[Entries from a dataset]
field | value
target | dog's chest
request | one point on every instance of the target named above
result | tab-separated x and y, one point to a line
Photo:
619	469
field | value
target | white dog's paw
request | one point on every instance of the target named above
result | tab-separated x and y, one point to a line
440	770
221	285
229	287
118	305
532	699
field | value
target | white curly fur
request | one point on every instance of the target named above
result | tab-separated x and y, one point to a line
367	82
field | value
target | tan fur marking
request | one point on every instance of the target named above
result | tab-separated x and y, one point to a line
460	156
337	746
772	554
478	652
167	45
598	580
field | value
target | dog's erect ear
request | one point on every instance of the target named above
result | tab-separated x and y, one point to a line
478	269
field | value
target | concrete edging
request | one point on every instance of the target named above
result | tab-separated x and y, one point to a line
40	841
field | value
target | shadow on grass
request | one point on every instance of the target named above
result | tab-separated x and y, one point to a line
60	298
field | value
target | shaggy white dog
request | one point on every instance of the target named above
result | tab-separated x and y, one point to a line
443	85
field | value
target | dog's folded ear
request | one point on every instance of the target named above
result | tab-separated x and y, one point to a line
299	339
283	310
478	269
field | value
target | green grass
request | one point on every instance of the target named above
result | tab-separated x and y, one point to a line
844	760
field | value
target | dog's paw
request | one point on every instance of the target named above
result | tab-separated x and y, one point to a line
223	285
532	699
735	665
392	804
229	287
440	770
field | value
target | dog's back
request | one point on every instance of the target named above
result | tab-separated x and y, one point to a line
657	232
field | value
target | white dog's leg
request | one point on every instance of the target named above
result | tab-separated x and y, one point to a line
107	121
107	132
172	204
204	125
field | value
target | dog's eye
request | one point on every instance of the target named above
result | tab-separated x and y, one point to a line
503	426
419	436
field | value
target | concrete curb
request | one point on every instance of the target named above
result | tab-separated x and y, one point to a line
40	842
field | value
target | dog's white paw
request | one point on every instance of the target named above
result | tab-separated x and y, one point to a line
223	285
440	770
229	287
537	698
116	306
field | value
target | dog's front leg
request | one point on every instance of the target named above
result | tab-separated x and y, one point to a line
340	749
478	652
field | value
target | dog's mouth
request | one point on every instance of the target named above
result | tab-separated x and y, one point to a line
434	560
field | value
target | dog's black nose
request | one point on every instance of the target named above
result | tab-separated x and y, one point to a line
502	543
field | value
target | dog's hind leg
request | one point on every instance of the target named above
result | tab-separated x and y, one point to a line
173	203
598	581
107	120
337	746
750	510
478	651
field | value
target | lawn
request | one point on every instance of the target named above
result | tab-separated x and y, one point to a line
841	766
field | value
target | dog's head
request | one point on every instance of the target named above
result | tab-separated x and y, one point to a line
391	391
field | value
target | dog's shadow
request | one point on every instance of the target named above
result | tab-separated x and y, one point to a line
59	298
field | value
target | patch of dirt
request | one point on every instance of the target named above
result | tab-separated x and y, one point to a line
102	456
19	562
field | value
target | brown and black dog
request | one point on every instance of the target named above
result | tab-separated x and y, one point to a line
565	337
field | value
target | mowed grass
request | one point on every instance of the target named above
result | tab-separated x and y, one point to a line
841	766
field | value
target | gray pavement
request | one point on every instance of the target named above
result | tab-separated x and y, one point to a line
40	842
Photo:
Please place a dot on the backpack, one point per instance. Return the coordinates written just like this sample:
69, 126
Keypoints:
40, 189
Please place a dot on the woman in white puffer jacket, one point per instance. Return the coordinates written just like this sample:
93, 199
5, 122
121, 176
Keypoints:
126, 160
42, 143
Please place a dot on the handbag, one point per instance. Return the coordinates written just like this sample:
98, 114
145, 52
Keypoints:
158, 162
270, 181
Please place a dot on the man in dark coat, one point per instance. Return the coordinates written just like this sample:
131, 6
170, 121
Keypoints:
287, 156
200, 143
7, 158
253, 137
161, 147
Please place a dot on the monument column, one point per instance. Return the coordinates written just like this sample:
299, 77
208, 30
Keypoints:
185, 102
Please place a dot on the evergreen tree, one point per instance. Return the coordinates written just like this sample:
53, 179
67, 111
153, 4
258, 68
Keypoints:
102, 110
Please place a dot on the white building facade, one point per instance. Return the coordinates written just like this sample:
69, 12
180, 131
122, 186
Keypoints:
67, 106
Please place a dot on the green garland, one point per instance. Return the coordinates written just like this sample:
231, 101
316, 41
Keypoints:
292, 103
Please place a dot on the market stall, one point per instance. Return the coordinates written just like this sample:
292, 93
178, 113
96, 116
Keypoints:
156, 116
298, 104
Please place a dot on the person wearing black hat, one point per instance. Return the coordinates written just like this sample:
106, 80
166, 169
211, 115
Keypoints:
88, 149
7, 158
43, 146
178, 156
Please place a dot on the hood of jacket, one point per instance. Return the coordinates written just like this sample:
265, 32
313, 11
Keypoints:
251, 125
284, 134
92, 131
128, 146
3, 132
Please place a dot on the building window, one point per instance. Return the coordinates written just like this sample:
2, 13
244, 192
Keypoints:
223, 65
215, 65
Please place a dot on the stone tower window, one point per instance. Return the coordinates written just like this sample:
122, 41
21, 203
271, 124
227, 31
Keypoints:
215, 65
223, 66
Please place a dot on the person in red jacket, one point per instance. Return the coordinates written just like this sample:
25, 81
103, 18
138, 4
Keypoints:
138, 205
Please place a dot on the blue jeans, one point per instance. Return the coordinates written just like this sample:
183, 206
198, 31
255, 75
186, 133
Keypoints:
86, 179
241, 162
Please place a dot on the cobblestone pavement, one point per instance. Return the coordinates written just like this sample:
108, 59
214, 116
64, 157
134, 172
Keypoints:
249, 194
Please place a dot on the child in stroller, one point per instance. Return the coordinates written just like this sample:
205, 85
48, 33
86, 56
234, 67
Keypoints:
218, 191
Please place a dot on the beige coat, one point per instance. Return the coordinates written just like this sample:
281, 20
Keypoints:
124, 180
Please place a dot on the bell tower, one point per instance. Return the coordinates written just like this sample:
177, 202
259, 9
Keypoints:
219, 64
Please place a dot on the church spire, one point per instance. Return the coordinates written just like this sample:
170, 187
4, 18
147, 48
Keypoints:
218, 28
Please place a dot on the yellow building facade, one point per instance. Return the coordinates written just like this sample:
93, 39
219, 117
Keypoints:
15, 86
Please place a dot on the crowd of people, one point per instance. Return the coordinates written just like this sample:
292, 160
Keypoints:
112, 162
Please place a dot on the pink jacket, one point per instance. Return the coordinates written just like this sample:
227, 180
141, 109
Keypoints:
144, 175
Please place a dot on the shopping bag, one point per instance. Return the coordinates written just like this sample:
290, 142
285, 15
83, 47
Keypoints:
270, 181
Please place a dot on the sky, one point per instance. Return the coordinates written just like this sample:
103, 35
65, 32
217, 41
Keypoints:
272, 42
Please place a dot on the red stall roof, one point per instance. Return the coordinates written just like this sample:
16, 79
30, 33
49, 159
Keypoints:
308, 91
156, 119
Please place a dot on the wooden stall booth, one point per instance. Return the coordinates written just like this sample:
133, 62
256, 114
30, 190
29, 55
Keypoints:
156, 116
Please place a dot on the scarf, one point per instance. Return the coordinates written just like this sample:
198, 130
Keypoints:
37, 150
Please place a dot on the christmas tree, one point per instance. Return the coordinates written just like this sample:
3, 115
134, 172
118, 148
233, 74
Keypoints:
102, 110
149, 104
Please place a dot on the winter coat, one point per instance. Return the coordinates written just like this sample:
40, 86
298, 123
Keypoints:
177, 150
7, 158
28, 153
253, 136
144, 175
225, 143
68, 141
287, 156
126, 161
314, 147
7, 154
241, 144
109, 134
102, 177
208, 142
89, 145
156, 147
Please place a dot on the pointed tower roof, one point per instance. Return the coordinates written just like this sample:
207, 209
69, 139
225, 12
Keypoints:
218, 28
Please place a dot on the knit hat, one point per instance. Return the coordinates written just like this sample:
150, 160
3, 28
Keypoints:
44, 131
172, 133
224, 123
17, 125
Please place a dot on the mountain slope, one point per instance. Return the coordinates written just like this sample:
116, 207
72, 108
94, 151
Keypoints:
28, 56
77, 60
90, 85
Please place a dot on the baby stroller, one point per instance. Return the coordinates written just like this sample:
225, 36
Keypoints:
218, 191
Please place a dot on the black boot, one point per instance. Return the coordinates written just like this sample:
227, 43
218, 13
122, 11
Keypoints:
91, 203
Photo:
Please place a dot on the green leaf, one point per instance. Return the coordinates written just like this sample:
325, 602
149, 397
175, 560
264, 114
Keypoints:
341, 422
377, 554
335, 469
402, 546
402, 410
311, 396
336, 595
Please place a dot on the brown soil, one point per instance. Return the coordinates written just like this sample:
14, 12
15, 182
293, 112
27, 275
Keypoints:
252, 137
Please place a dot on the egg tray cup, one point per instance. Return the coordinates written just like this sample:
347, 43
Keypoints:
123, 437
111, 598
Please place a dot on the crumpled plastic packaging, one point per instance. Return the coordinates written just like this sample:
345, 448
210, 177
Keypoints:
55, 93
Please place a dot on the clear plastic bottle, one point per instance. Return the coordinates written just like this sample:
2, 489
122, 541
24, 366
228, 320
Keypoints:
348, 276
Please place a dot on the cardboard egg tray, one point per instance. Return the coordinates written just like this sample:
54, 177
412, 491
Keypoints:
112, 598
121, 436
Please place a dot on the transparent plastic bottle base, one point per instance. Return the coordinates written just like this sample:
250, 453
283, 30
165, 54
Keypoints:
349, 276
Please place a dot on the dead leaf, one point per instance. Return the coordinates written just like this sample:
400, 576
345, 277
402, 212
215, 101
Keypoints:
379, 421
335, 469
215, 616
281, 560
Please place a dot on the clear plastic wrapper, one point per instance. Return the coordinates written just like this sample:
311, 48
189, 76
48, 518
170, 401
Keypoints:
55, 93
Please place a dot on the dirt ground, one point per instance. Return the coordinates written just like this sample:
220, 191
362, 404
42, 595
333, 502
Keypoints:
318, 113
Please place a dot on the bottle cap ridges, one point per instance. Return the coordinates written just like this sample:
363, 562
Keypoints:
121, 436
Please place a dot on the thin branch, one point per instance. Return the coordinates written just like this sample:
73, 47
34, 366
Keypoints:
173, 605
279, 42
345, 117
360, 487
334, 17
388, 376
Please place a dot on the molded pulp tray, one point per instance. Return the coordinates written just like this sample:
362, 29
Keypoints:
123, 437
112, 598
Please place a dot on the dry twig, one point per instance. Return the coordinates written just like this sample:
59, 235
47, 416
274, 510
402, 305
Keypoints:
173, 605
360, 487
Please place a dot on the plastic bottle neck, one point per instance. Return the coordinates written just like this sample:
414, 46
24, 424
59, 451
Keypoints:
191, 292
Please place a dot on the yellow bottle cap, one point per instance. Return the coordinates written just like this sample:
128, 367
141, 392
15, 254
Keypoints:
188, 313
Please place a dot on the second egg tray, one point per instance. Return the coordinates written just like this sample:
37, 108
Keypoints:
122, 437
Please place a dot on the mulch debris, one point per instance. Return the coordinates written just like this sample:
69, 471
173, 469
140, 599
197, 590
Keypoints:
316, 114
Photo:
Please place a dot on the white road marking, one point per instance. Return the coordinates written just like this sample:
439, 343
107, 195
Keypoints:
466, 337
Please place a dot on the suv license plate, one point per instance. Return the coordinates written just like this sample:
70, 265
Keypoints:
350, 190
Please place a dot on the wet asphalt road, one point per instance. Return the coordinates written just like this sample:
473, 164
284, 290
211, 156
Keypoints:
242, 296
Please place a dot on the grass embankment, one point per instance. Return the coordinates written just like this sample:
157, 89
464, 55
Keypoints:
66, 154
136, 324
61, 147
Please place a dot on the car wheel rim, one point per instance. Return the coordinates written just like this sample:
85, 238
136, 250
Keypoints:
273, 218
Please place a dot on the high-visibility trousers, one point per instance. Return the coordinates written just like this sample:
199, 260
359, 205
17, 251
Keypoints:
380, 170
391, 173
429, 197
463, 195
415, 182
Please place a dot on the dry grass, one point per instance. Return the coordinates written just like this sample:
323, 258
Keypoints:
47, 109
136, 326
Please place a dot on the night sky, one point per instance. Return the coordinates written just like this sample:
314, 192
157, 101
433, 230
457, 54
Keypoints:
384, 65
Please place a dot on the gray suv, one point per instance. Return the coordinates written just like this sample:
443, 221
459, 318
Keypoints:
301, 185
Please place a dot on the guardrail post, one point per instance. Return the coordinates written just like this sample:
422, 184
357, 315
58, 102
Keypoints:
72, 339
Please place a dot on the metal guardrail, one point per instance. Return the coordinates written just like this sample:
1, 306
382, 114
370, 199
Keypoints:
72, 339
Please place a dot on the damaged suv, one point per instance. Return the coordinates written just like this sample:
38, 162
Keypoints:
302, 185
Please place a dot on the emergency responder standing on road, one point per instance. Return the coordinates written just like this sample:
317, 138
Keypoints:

▸ **What the task asks**: Return the lines of data above exactly, covering the stretch from the line that contains "Please place a dot on the grass" through the end of the data, both ends included.

▸ **Output of the exercise**:
Please place a dot on the grass embankment, one point per instance. Return the coordinates written just like this sample:
157, 89
464, 55
Keypoints:
66, 154
136, 324
61, 147
Please place a dot on the car wheel rim, one point per instance. Return the coordinates written just like this sample:
85, 238
136, 250
Keypoints:
273, 218
Please place a dot on the high-visibility trousers, one point per instance. Return the coordinates written just like this sample:
199, 260
359, 205
17, 251
Keypoints:
380, 170
391, 173
429, 197
463, 195
415, 182
Please place a dot on the dry grass, one point per instance. Return the coordinates written just like this sample:
323, 258
Keypoints:
47, 109
136, 326
Please place a dot on the night sky, one point per instance. Return the coordinates written just like this sample:
314, 192
157, 101
433, 230
457, 54
Keypoints:
384, 65
Please place a dot on the gray suv, one point per instance. Return the coordinates written just like this sample:
443, 221
459, 318
Keypoints:
301, 185
Please place a dot on the guardrail post, one point per instance. Return the coordinates written just like this sample:
422, 184
357, 315
58, 102
Keypoints:
72, 339
Please place a dot on the metal guardrail, one point per instance. Return the coordinates written just like this sample:
1, 306
382, 114
370, 199
Keypoints:
72, 339
Please place a dot on the damaged suv, one point per instance. Return the coordinates written just like this sample:
38, 162
Keypoints:
302, 185
Please place a dot on the emergency responder standing on road, one point per instance. Return the coordinates written just like this sample:
317, 138
Keypoints:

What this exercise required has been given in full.